# EXTRACTED TEXT:
* start *
Justices Stratas, Scott and Marc Nadon, who readers will remember as Prime Minister Stephen Harper’s recent controversial and ill-fated appointment to the Supreme Court of Canada, heard arguments from Hupacasath’s lawyers Mark Underhill and Cathie Boies-Parker and lawyers representing the Crown.

“I was really happy to see the courtroom was packed and that there were people sitting outside because there was no room left,” said Brenda Sayers, who is spearheading the challenge on behalf of Hupacasath. She said it was good for the three judges to see how much interest this case has generated.

In the gallery were Hupacasath Chief Councillor Steve Tatoosh, Nuu-chah-nulth Tribal Council President Debra Foxcroft, and President of the Union of British Columbia Indian Chiefs, Grand Chief Stewart Phillip.

This international treaty has caused considerable concern to Canadians, because this FIPA is different, said Sayers. The stakes are significant and worrying. There are decades of obligation, extra protections provided to China, and potential, daunting damages that could put taxpayers on the hook for millions.

“Everyone should be concerned, because their grandchildren and their great grandchildren are going to be living with the effects,” Sayers said.
* end *
# STATED TASK 1:
List the people that the text on the Hupacasath court challenge names as sitting in the gallery.
# STATED TASK 2:
Pick up the text on the Hupacasath court challenge after its final sentence and continue it.

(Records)
* start *
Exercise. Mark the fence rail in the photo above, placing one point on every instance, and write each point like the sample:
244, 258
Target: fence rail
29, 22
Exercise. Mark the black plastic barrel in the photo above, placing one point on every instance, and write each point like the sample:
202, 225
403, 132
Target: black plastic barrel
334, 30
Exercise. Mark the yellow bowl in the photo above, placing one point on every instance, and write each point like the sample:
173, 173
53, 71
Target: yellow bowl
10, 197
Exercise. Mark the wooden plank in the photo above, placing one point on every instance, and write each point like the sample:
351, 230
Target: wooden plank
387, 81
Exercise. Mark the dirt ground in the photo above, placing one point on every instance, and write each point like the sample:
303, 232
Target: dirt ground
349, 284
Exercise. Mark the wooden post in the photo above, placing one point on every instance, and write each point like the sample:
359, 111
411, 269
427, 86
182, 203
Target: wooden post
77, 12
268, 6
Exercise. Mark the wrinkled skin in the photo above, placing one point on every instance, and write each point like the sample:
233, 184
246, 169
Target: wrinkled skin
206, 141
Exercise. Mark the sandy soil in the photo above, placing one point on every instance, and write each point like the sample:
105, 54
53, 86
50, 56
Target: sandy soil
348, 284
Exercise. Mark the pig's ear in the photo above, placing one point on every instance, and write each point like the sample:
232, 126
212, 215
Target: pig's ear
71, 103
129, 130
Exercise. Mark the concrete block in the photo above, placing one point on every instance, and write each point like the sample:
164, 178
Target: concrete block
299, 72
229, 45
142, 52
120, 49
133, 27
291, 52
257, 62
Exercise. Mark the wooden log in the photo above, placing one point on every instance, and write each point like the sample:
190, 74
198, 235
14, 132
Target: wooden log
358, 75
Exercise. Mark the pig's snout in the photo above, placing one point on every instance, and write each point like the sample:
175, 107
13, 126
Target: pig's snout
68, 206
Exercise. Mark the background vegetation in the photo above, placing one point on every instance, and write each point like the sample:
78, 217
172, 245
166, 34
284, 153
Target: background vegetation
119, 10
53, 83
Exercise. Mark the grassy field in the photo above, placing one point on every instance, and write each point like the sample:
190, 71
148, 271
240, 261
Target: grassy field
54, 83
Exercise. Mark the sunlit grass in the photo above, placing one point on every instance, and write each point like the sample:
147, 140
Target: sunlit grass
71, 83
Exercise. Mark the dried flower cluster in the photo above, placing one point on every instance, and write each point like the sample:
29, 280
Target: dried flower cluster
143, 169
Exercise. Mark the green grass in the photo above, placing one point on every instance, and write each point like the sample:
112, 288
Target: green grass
* end *
# EXERCISE OUTPUT 1:
Hupacasath Chief Councillor Steve Tatoosh, Nuu-chah-nulth Tribal Council President Debra Foxcroft, and President of the Union of British Columbia Indian Chiefs, Grand Chief Stewart Phillip.

# EXERCISE OUTPUT 2:
Thousands of dollars have been donated to the Hupacasath challenge, and many have expressed their appreciation to the small nation for taking it on. “I just can’t emphasize enough how grateful Hupacasath is for the overwhelming support from across Canada,” said Sayers.

“I think it’s pretty incredible that this case has got to this point,” said Phillip. “It gives me hope. We must remember that it was all done behind closed doors… This case blew the door off the back room, so to speak. Everybody got to find out what the Harper government was up to. So it’s an incredible case. It’s an exciting case.”

Hupacasath’s submission in the Federal Court of Appeal was that the lower court erred when it dismissed Hupacasath’s call for consultation before the CC-FIPA is ratified. The lower court decided Hupacasath provided no causal link to indigenous peoples’ title and rights that would trigger the duty to consult and that any potential adverse impact to the first nation regarding CC-FIPA was “non-appreciable and speculative in nature.”

Underhill, however, worked to convince the court that the very forward-looking nature of the 31-year Canada/China deal triggered the duty to consult. CC-FIPA would bind the first nation and constrain the power of Canada to protect Aboriginal rights and title.

Underhill said Hupacasath is not asking the court to quash the CC-FIPA, only to allow the first nation the opportunity to talk to Canada about their concerns and for Canada to respond. There is a low bar set to trigger the duty to consult, he said, and the question for the court was not how much consultation was required, only that the duty exists.

Hupacasath is a first nation that asserts claim to about 232,000 hectares of territory around Port Alberni on Vancouver Island and is without a treaty. So far, there is no capital investment from China in Hupacasath territory.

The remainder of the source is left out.